The technical part of the paper, i.e., the investigation into the selection of a suitable parameter set, is carefully presented. However, there are some weaknesses in terms of clarity and structure in the general presentation and also in the presentation and critical discussion of the comparisons with MLS data. Some aspects deserve better or more detailed presentation and discussion.
My general comments are as follows:
The introduction should be better structured, possibly with the help of subsections, since some of the information it contains seems scattered and disjointed. Some later, and more generic, passages could be inserted here (example see below).
The use of the term averaging kernel (AK) is inconsistent and in some cases does not follow standard terminology. Specifically:
The curves in Figure 2 do not represent the AK profiles as stated, but rather the profiles of the diagonal values of the averaging kernel matrix (AKM). More accurately, the rows of this matrix would be called averaging kernels, as it is done, e.g., in Figure 4 of Smith & Barnet (2020). There, the profiles of the diagonal values in Figure 5 are referred to as “averaging kernel diagonal vectors.”Figure 2: Instead of the profiles of the diagonal values of the AKM, it would be desirable and instructive to see the AKs (i.e., the rows of the matrix). By their shapes, one can get an impression of the altitude range which contributes to the HNO3 profile at a given pressure level.
p.7ff, l.202ff Please do not present the mathematical relations between the quantities in the running text, but rather use equations with numbering. This also facilitates references in the text. A more detailed description of the retrieval quantities and their mathematical relations, or at least references to where the respective relations are documented, would be beneficial. Perhaps a brief recapitulation of the retrieval approach and the related quantities in a separate section earlier in the text would be appropriate.
I have the most problems with the presentation of the comparison between VLIMCAPS-x and MLS HNO3 in Figure 4. Only for November and February do the spatial patterns seem to match well, while the same cannot be said for the other three months. There, the spatial patterns are clearly different. Based solely on this initial comparison, one would conclude that the desired/attempted reproduction of spatial gradients (see p.17, l.446) is not working reliably. A critical discussion of this comparison is virtually completely missing, and therefore has to be supplied in the revised manuscript. In particular, the question arises as to how future data users can recognize when the data adequately reflects stratospheric conditions and when it does not.
*****
#### To be done
1 – According to the review comments, what do the curves in Figure 2 actually show?
2 – Write the next part of the review comments, starting after their final sentence.

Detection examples
*****
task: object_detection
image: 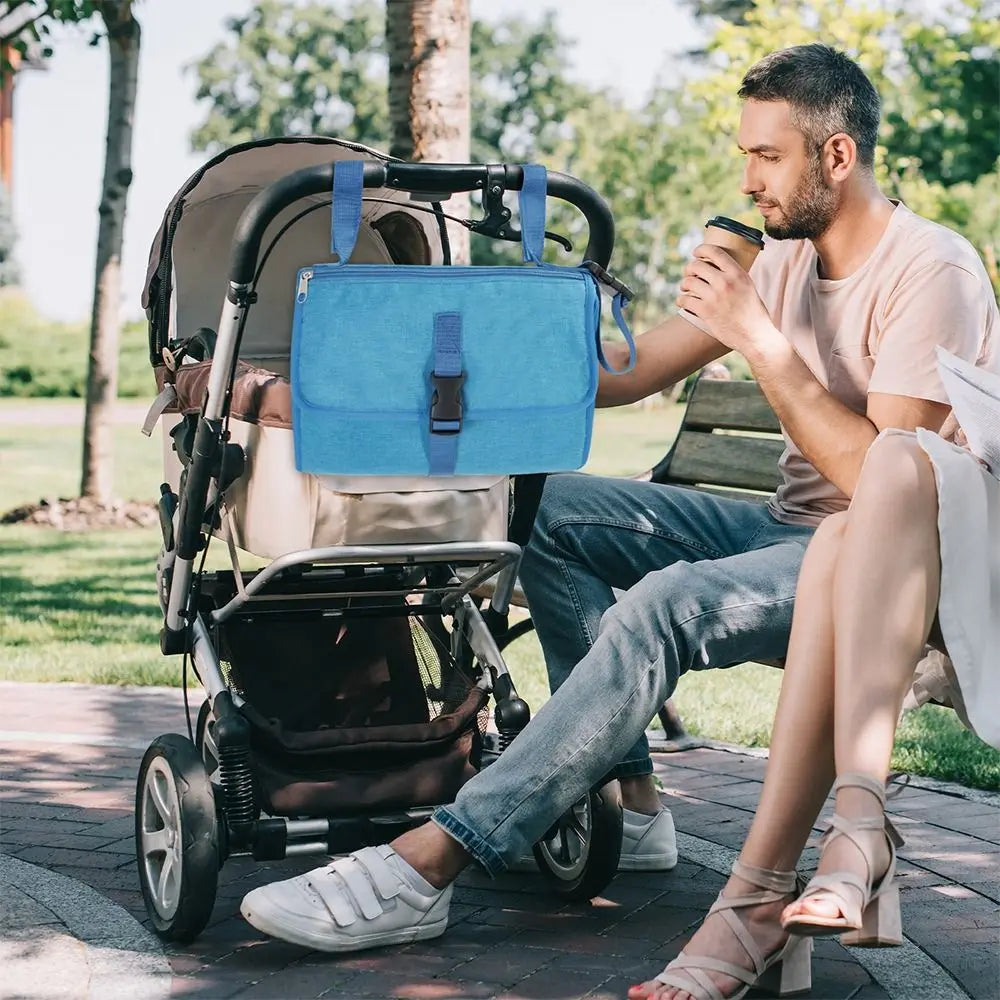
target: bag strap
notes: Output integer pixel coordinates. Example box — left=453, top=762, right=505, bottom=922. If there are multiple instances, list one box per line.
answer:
left=517, top=163, right=548, bottom=264
left=330, top=160, right=635, bottom=376
left=330, top=160, right=365, bottom=264
left=428, top=312, right=465, bottom=476
left=595, top=296, right=635, bottom=375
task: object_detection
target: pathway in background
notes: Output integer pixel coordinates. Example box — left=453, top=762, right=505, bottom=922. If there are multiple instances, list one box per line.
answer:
left=0, top=683, right=1000, bottom=1000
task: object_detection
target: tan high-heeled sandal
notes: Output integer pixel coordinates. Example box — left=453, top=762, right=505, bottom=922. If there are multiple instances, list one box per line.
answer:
left=636, top=858, right=812, bottom=1000
left=781, top=774, right=903, bottom=948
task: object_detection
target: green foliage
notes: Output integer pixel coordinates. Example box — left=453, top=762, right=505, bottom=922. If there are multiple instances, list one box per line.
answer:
left=0, top=0, right=100, bottom=68
left=0, top=288, right=155, bottom=398
left=688, top=0, right=1000, bottom=290
left=194, top=0, right=1000, bottom=328
left=191, top=0, right=389, bottom=152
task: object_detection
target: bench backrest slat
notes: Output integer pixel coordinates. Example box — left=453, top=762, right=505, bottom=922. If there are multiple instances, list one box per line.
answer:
left=650, top=378, right=785, bottom=502
left=684, top=378, right=781, bottom=434
left=670, top=430, right=785, bottom=493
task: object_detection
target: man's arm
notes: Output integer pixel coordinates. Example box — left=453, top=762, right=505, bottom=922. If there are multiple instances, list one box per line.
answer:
left=678, top=245, right=950, bottom=496
left=747, top=344, right=951, bottom=496
left=597, top=316, right=729, bottom=406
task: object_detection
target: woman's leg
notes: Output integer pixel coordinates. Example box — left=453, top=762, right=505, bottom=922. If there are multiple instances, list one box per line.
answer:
left=789, top=434, right=941, bottom=917
left=630, top=514, right=847, bottom=1000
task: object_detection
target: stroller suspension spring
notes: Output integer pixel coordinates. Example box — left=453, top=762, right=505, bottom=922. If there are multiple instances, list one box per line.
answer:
left=219, top=745, right=256, bottom=830
left=212, top=691, right=257, bottom=841
left=497, top=729, right=521, bottom=753
left=493, top=675, right=531, bottom=753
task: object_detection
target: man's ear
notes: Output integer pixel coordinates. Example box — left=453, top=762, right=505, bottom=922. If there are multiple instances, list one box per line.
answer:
left=823, top=132, right=858, bottom=183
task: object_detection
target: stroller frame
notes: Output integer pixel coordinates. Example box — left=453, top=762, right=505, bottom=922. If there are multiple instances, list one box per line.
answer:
left=136, top=147, right=622, bottom=941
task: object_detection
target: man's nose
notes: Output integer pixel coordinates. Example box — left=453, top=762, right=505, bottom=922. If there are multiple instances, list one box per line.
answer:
left=740, top=158, right=764, bottom=195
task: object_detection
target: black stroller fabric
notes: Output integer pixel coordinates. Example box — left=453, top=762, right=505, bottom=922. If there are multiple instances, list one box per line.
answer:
left=223, top=615, right=487, bottom=816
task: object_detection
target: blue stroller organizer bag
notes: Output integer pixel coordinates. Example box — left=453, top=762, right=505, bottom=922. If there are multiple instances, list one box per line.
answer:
left=291, top=161, right=635, bottom=476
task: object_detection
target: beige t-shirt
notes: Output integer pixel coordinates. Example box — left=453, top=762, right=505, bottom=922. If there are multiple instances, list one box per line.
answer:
left=696, top=204, right=1000, bottom=524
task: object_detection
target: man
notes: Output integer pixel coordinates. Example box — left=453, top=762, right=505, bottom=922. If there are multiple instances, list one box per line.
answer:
left=242, top=45, right=992, bottom=951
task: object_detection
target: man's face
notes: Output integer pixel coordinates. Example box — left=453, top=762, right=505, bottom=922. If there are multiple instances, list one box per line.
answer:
left=739, top=100, right=839, bottom=240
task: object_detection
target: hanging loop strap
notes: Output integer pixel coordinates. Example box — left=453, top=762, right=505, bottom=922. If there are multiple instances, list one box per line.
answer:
left=517, top=163, right=548, bottom=264
left=330, top=160, right=365, bottom=264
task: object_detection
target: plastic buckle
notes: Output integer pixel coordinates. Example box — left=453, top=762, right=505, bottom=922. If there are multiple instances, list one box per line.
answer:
left=581, top=260, right=635, bottom=306
left=431, top=372, right=465, bottom=434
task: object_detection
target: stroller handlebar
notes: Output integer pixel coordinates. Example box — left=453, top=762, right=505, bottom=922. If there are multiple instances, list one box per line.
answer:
left=229, top=160, right=615, bottom=285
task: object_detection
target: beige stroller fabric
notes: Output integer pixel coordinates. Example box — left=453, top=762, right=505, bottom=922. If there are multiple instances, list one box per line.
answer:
left=175, top=362, right=509, bottom=558
left=151, top=139, right=509, bottom=558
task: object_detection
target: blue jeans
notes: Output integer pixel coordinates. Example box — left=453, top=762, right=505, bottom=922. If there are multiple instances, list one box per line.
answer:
left=433, top=475, right=813, bottom=874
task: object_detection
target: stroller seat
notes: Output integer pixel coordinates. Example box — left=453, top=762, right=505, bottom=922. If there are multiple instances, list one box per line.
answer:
left=166, top=359, right=509, bottom=558
left=150, top=140, right=509, bottom=559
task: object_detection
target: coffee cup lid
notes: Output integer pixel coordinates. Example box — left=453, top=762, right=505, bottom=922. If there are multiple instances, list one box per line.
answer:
left=705, top=215, right=764, bottom=246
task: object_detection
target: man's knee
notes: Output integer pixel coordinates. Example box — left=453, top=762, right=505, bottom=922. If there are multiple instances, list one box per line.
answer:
left=855, top=434, right=935, bottom=507
left=809, top=510, right=850, bottom=550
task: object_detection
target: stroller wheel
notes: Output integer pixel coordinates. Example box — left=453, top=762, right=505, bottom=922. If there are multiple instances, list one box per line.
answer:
left=534, top=781, right=622, bottom=902
left=194, top=698, right=222, bottom=786
left=135, top=733, right=219, bottom=942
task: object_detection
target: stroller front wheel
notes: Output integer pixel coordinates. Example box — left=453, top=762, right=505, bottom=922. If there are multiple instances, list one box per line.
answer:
left=534, top=781, right=622, bottom=902
left=135, top=733, right=219, bottom=942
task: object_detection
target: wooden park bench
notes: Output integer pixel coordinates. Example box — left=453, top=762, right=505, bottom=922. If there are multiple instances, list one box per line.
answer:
left=479, top=378, right=785, bottom=751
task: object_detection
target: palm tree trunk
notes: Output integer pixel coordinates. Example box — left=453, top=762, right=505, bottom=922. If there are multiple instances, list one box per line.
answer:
left=80, top=0, right=139, bottom=501
left=386, top=0, right=470, bottom=264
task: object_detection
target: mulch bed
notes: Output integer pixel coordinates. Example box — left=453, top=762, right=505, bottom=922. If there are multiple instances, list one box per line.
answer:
left=0, top=497, right=158, bottom=531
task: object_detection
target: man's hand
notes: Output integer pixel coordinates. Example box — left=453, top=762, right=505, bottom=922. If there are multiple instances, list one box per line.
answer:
left=677, top=243, right=788, bottom=365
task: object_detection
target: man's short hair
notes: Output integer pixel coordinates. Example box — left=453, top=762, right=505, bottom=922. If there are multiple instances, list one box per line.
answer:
left=739, top=42, right=880, bottom=167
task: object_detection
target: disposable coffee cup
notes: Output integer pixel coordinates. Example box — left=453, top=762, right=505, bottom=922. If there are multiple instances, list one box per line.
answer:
left=705, top=215, right=764, bottom=271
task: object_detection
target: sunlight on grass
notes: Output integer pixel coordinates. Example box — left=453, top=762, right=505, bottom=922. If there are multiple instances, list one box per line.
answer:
left=0, top=418, right=163, bottom=514
left=0, top=406, right=1000, bottom=788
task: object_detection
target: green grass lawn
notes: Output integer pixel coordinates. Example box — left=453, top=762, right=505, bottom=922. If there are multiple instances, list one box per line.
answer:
left=0, top=401, right=1000, bottom=788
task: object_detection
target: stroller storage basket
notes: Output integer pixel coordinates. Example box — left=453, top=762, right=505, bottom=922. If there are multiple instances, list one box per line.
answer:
left=221, top=614, right=487, bottom=816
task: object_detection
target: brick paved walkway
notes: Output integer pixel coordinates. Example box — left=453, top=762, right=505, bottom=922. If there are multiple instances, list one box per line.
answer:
left=0, top=683, right=1000, bottom=1000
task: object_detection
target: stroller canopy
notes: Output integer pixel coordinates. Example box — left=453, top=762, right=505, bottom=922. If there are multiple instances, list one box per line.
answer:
left=142, top=136, right=447, bottom=369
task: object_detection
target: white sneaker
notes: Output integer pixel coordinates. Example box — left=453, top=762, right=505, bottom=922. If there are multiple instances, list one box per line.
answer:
left=618, top=809, right=677, bottom=872
left=507, top=809, right=677, bottom=872
left=240, top=845, right=452, bottom=951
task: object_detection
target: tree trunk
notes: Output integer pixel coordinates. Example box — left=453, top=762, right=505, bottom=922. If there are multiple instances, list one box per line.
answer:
left=80, top=0, right=139, bottom=501
left=386, top=0, right=471, bottom=264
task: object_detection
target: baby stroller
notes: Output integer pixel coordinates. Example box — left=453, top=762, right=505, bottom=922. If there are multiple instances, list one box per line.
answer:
left=135, top=137, right=623, bottom=941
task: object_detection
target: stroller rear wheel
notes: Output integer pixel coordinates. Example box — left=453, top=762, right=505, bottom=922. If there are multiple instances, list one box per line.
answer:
left=534, top=781, right=622, bottom=902
left=194, top=698, right=222, bottom=786
left=135, top=733, right=219, bottom=942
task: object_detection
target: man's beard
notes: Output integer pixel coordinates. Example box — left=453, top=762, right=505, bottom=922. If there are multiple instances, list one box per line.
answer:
left=764, top=156, right=837, bottom=240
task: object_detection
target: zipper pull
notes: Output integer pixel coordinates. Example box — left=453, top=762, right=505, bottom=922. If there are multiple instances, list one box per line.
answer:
left=295, top=271, right=312, bottom=302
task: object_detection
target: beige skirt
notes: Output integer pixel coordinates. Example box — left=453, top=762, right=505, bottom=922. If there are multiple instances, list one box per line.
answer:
left=912, top=430, right=1000, bottom=748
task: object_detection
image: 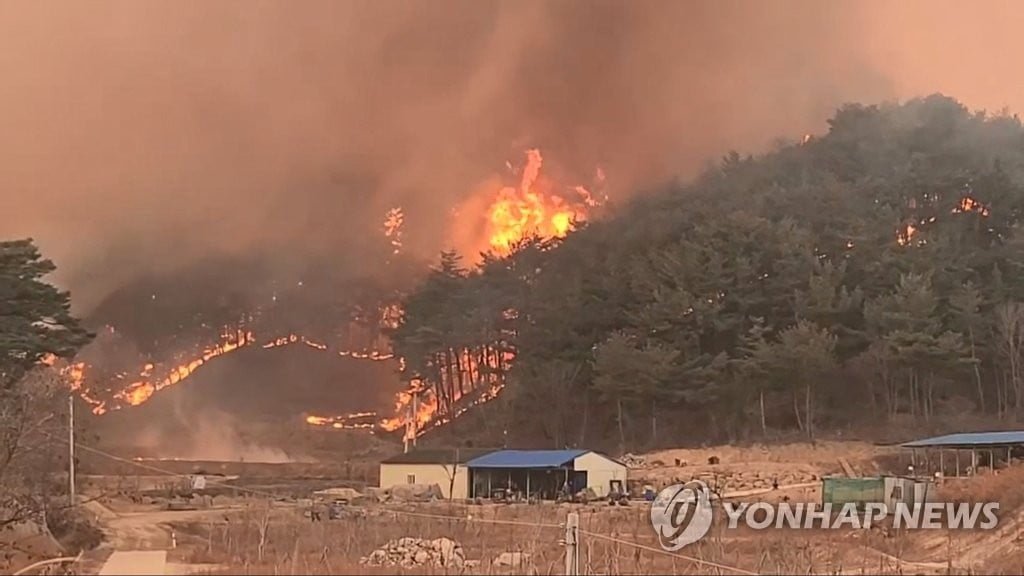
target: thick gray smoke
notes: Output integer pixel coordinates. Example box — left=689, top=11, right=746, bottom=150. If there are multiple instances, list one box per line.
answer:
left=0, top=0, right=1024, bottom=308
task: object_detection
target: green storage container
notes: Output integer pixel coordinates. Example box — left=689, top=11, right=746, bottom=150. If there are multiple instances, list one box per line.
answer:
left=821, top=477, right=886, bottom=508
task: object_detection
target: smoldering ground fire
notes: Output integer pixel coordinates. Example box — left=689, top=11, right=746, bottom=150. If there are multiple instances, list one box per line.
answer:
left=62, top=150, right=599, bottom=440
left=9, top=1, right=1024, bottom=453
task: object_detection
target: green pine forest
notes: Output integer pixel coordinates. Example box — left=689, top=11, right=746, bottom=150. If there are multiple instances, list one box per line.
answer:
left=390, top=95, right=1024, bottom=450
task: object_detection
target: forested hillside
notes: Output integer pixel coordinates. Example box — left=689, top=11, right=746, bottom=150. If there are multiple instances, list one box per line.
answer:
left=393, top=95, right=1024, bottom=449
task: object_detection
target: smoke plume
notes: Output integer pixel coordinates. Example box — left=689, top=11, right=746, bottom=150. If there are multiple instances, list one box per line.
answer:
left=0, top=0, right=1024, bottom=310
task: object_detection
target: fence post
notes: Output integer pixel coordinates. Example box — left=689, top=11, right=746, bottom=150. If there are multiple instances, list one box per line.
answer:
left=565, top=512, right=580, bottom=576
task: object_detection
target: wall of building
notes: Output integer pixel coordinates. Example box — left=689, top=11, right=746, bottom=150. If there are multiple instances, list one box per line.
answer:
left=572, top=452, right=626, bottom=497
left=381, top=463, right=469, bottom=500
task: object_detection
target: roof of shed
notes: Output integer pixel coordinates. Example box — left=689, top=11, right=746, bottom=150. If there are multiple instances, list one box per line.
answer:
left=466, top=450, right=590, bottom=468
left=900, top=430, right=1024, bottom=448
left=381, top=448, right=495, bottom=464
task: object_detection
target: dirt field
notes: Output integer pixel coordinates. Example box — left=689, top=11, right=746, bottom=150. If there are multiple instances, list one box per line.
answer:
left=14, top=443, right=1024, bottom=574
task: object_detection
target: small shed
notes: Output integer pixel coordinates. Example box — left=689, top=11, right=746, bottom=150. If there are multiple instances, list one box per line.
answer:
left=380, top=448, right=492, bottom=499
left=466, top=450, right=627, bottom=500
left=821, top=476, right=935, bottom=510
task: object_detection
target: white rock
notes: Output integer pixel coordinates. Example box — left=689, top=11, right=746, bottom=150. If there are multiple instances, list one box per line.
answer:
left=490, top=551, right=530, bottom=568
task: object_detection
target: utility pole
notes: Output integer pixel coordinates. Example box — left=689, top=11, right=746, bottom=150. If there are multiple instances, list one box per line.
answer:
left=565, top=512, right=580, bottom=576
left=68, top=394, right=75, bottom=506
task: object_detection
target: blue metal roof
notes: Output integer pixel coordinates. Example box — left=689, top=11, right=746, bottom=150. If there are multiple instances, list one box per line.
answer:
left=900, top=430, right=1024, bottom=448
left=466, top=450, right=590, bottom=468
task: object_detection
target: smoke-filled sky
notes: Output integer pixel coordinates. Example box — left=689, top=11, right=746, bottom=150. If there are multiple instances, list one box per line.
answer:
left=0, top=0, right=1024, bottom=307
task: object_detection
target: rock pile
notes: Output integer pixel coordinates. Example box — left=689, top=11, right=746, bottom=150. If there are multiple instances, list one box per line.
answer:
left=490, top=551, right=536, bottom=574
left=620, top=453, right=647, bottom=468
left=359, top=537, right=466, bottom=569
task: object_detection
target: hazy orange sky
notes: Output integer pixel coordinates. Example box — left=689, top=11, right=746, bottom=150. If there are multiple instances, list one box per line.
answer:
left=0, top=0, right=1024, bottom=305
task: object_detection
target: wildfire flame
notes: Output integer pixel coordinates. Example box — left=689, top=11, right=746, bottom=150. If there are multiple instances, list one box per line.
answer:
left=486, top=149, right=603, bottom=254
left=384, top=206, right=406, bottom=254
left=896, top=196, right=990, bottom=246
left=305, top=412, right=377, bottom=431
left=114, top=330, right=256, bottom=406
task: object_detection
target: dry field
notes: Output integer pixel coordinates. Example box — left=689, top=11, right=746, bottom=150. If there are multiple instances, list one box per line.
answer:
left=16, top=443, right=1024, bottom=574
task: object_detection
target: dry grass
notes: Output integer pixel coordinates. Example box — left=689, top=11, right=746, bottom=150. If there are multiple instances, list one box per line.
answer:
left=153, top=498, right=942, bottom=574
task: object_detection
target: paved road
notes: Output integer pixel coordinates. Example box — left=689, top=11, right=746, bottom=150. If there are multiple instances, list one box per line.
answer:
left=99, top=550, right=167, bottom=576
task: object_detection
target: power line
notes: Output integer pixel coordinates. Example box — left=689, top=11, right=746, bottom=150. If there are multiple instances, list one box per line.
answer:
left=386, top=509, right=565, bottom=529
left=580, top=530, right=760, bottom=576
left=43, top=433, right=280, bottom=499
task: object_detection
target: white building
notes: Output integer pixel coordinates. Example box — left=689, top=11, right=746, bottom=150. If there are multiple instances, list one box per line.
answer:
left=380, top=448, right=492, bottom=500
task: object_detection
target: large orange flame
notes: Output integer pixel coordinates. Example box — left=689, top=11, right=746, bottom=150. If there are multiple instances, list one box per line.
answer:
left=486, top=149, right=603, bottom=254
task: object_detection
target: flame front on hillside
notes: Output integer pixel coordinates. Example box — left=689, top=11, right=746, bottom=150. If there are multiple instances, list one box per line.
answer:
left=486, top=149, right=597, bottom=254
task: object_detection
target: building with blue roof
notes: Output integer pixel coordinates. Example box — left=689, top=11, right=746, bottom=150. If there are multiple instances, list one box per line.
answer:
left=380, top=448, right=627, bottom=500
left=900, top=430, right=1024, bottom=477
left=466, top=450, right=627, bottom=500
*****
#### Written answers
1 – They show the profiles of the diagonal values of the averaging kernel matrix (AKM), not the averaging kernel profiles.

2 –
There are the following comments regarding the technical implementation of the comparison shown in Figure 4: First of all, it is not clear whether and how the MLS data belong to one specific fixed level or whether they have been averaged over several levels. In general, for the eye it is difficult to compare a map of values, such as those used for CLIMCAPS-x data, with the sampled MLS data. A purely visual comparison is easier to do when the CLIMCAPS-x HNO3 data is sampled, and shown, at the locations of the MLS measurements.
Of course, I understand that this presentation is mainly concerned with the development of the retrieval and not meant to anticipate a validation that is still to be carried out in future. On the other hand, the two HNO3 datasets are so different in terms of altitude resolution that I would strongly advise to transform the MLS data (regarded as "the truth"), using AKM and a priori of the CLIMCAPS-x retrieval, to that profile that would be seen by the nadir instrument/retrieval combination. I think there is no other reasonable way for a sound and robust comparison.
And finally, there are these specific points:
p.1, ll.1-2 Shouldn't the title already contain, or refer to, “stratospheric”?
p.3 l.83 "MLS-like" I think this can be stated more general (e.g. "limb-viewing instrument")
p.4 l.102 Strictly speaking, contrary to FORLI, MLS is no retrieval system.
p.5 l.147 Parentheses seem to be unnecessary.
Table 1 Please give the relation between lambdac and Bmax and their definitions before the quantities are used.
p.7, l.192 & p.8, l.215 How can a SNR be destabilized?
p.7, l.193 RTAERR=0 is not an underestimation? That means that destabilization cannot occur?
p.8, l.205 I think that i is meant to be an index for the height level. Is it counted from top to bottom, as implied by the order of the pressure values in Table 1, or from bottom to top?
p.9, l.246 Why do the DOFS represent the sum of all Rfac_i values? Is there a reference?
p.12, l.333 This would be a good place to refer to the (newly introduced) equation number from Section 3.
p.15, ll.421,422 mix-up of East & West?
p16,17 ll454-451 This would fit nicely into the introduction as part of a general motivation subsection.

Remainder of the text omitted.